**PROBLEM TO SOLVE:** Can you repeat the records from the line containing "Put one point on each instance of the wood grain" through the end of the records, inclusive, with the requests included, scaling every point coordinate in the answers by 2.4 and rounding to whole numbers, halves up? Leave the numbers in the requests and their format samples unchanged.

**RECORDS TO PROCESS:**
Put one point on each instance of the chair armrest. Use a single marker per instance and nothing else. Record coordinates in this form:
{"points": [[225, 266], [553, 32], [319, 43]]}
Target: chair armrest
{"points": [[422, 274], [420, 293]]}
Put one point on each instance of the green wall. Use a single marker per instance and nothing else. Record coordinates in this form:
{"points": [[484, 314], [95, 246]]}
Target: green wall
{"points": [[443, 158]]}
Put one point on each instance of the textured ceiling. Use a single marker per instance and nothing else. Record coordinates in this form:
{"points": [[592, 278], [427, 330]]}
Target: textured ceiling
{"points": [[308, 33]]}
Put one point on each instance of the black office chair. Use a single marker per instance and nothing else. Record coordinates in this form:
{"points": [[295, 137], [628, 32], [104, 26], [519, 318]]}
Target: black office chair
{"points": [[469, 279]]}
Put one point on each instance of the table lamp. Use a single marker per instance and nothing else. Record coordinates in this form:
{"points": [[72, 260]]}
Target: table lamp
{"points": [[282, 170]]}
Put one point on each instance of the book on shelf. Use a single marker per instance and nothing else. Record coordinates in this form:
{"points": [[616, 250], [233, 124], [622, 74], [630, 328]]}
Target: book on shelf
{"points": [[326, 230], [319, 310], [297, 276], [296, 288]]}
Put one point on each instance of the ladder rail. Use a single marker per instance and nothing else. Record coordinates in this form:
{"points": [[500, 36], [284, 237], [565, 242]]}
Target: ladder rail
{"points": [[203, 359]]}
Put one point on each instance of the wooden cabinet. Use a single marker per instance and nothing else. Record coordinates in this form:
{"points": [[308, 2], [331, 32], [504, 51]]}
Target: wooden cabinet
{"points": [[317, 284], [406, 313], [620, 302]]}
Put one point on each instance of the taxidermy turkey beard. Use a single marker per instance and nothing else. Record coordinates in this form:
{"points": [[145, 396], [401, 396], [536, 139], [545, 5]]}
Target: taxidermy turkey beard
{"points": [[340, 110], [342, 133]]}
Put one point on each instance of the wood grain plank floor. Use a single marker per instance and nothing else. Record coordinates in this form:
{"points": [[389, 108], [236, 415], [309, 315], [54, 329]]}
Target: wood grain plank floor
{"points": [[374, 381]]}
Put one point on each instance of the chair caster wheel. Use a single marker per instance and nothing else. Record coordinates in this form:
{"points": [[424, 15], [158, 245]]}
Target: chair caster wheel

**RESULT OF THIS EXERCISE:**
Put one point on each instance of the wood grain plank floor. Use a single marker per instance and nothing else. Record coordinates in this form:
{"points": [[389, 108], [236, 415], [309, 315], [54, 329]]}
Target: wood grain plank floor
{"points": [[898, 914]]}
Put one point on each instance of the chair caster wheel. Use a single marker per instance and nothing else. Record coordinates in this form:
{"points": [[424, 15], [158, 245]]}
Target: chair caster wheel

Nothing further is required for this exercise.